== Text provided ==
+++

Uncle Sam Needs Chemo!
There's a cancer eating away the soft underbelly of our society, and only desperate measures can root it out!
by
Book Details
About the Book
Uncle Sam Needs Chemo is a long overdue assessment of the horrendous perils our nation is facing today. It describes the political misfeasance that stimulates the drug related vicious criminal violence that's been destroying the quality of life throughout our society since the mid 1950's, and the horrendously overcrowded conditions that have existed throughout our penal system since the mid 1960's from incarcerating hordes and hordes of our citizens for succumbing to the very temptations the politicians themselves have fostered with their failed federal drug policy.
That very same political misfeasance is responsible for the out of control gun violence that's taken more lives right here on the streets of America during just the last fifteen years of the Twentieth Century than all our Armed Forces suffered in all the wars our nation fought throughout the entire Twentieth Century!
Because of this political misfeasance, ever since the mid 1960's our nation has had the highest percentage of total population locked away in prison of any civilized nation on the entire face of the earth. And, that very same political misfeasance has taken prayer out of our schools and revoked the disciplinary rights of parents, teachers, and all the other local authority figures that used to control the emotional stability of our children until their psyches matured to the point where they were able to do so on their own. All that authority was transferred to the political establishment in Washington during the ultra-liberal bent that took control of our entire governing process in the early 1960's, which placed it completely out of reach for our emotionally confused children.
The transfer of authority to control the emotional stability of our children to Washington had disastrous consequences, and it's all laid out in easily understandable terms in this text.
About the Author
Edwin H. Gischel is a 1958 graduate of the late Admiral Hyman G. Rickover's Submarine Nuclear Engineering program. He served ten years in the Navy from 1953 through 1962, followed by ten years at the Electric Boat Division of General Dynamics shipyard in Groton Connecticut as a Nuclear Power Plant Test Technician, Test Director, Assistant Nuclear Refueling Director, and Refueling Director.
In 1972, he was recruited by United Engineers and Constructors of Philadelphia, where he was employed for three years as a Nuclear Engineer designing commercial nuclear power plants, followed by two years as a Consultant on UE&C's elite Nuclear Technical Staff.
In 1977, Mr. Gischel was selected to take the technical lead at Catalytic Inc., another Philadelphia based engineering firm, on the design and construction of the largest, and most comprehensive Radioactive Waste Processing, Packaging and Storage Facility in the world at the time. Upon completion of the project's design phase, he was promoted to the position of Manager of Nuclear Power Engineering.
In 1981, Mr. Gischel accepted the position of TMI-2 Plant Engineering Director for the GPU Nuclear Corporation during the accident recovery program, after which he transferred over to GPUN's sister corporation, the Metropolitan Edison Company, where he served as Special Projects Director until his retirement in 1994.
Mr. Gischel is both a Certified Engineering Technician and a Professional Nuclear Engineer. He was a member of the Connecticut Chapter of the American Society of Certified Engineering Technicians, and was selected National Technician of the Month for January and February of 1971. He served as Chapter Secretary 1971-1972, and was National Director for the Northeast region of ASCET in 1972.
Mr. Gischel was awarded Patents in the United States and thirteen foreign countries for his novel Radioactive Fluid Filtration System designs, and has written extensively on a wide variety of nuclear engineering topics. This is his first foray into the field of commercial writing.

+++

Data excerpts
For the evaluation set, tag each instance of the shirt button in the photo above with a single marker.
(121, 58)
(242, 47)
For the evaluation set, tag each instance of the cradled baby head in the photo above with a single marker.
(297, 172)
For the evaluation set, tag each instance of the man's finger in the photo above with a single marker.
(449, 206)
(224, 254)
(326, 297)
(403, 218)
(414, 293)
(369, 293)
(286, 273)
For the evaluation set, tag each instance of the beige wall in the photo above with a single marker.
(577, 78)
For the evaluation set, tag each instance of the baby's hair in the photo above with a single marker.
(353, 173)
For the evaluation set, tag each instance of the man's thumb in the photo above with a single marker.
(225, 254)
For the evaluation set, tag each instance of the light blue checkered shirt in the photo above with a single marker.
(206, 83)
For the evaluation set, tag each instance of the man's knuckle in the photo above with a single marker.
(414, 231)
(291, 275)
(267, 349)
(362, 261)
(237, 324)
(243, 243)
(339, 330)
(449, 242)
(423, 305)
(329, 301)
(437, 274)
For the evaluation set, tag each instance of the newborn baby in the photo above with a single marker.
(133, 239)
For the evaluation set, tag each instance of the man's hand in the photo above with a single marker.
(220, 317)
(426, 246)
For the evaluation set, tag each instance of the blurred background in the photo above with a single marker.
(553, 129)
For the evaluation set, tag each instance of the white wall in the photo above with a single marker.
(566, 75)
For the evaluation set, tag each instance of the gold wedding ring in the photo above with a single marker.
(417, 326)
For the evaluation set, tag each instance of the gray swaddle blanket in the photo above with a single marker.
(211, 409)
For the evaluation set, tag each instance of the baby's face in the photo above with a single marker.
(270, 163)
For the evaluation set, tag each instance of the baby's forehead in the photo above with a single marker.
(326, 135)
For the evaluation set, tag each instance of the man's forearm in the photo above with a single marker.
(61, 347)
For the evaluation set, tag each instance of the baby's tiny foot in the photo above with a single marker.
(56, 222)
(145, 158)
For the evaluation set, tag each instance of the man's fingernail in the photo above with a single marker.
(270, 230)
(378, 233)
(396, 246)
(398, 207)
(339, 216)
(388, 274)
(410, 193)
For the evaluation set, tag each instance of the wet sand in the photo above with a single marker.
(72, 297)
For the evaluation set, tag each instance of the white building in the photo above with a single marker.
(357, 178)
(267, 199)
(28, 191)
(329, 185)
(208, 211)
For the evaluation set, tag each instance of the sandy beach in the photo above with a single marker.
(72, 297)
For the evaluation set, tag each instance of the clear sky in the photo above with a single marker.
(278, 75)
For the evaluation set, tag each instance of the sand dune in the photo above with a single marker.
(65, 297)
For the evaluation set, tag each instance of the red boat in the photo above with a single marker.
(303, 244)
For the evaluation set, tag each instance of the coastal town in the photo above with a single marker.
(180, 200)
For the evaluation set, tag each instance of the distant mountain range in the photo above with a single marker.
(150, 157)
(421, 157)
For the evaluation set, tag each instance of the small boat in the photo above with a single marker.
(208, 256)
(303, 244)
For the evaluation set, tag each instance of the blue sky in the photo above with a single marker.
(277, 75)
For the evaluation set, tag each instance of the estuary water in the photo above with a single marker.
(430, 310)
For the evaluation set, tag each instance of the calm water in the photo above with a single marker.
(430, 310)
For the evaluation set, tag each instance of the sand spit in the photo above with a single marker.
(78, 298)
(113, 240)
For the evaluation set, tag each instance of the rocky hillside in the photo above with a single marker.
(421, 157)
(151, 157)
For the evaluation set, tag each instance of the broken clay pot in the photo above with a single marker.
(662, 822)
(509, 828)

+++

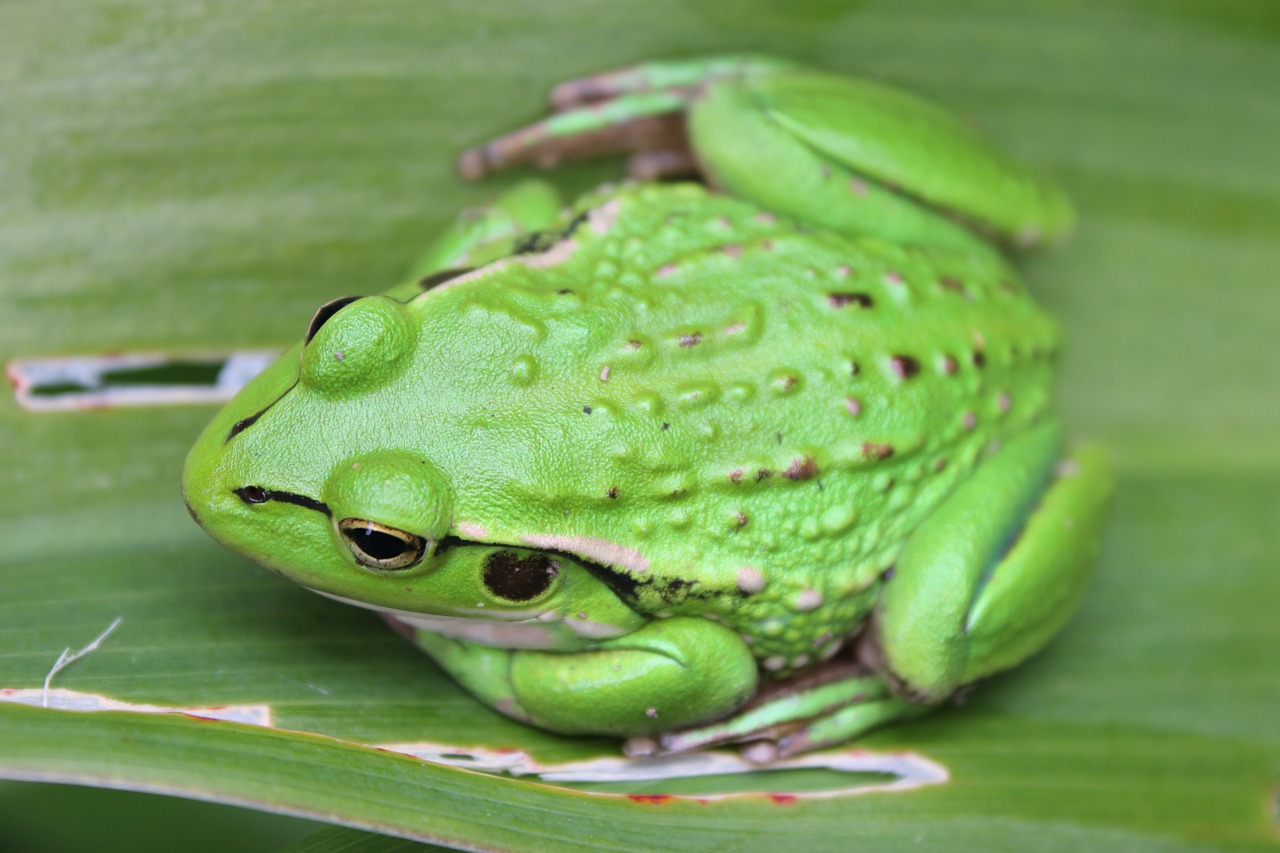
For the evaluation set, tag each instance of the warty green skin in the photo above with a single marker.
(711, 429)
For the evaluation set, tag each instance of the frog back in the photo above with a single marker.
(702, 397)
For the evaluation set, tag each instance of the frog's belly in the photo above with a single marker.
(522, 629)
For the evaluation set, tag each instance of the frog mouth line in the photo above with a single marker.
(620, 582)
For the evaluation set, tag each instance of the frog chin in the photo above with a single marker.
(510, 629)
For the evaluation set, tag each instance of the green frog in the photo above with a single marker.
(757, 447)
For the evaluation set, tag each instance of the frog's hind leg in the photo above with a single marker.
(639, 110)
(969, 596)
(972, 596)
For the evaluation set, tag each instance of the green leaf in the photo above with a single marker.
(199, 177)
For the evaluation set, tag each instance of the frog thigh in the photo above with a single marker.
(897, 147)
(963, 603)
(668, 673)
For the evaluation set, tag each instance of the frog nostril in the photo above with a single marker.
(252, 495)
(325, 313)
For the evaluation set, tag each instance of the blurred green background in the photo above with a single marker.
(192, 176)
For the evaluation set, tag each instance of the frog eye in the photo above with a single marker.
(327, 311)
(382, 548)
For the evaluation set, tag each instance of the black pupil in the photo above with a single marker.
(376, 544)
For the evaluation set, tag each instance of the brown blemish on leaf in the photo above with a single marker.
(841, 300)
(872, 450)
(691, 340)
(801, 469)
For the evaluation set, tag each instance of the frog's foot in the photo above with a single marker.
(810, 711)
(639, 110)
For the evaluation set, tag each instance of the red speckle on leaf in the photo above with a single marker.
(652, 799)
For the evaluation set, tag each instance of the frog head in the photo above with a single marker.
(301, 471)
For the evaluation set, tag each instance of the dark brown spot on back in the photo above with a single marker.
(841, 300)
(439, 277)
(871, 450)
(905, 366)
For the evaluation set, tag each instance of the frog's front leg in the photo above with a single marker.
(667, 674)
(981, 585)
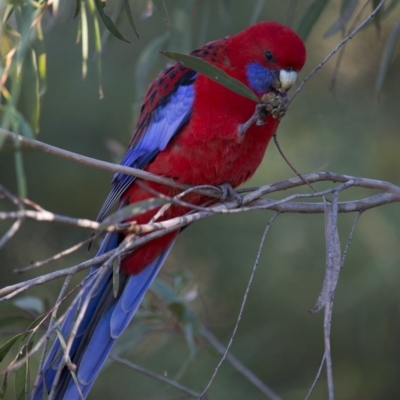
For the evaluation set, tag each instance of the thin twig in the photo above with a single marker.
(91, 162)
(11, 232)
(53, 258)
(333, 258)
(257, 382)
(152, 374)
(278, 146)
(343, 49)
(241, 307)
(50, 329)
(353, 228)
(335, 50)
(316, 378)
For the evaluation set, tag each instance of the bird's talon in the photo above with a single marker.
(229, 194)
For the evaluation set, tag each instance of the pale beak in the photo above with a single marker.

+++

== Questions on the material ==
(a) According to the book description, in what year did Edwin H. Gischel graduate from Admiral Hyman G. Rickover's Submarine Nuclear Engineering program?
(b) Reproduce the book description word for word from "Because of this" up to and including "emotionally confused children.".
The data excerpts aren't needed for this work.

== Task answers ==
(a) 1958

(b)
Because of this political misfeasance, ever since the mid 1960's our nation has had the highest percentage of total population locked away in prison of any civilized nation on the entire face of the earth. And, that very same political misfeasance has taken prayer out of our schools and revoked the disciplinary rights of parents, teachers, and all the other local authority figures that used to control the emotional stability of our children until their psyches matured to the point where they were able to do so on their own. All that authority was transferred to the political establishment in Washington during the ultra-liberal bent that took control of our entire governing process in the early 1960's, which placed it completely out of reach for our emotionally confused children.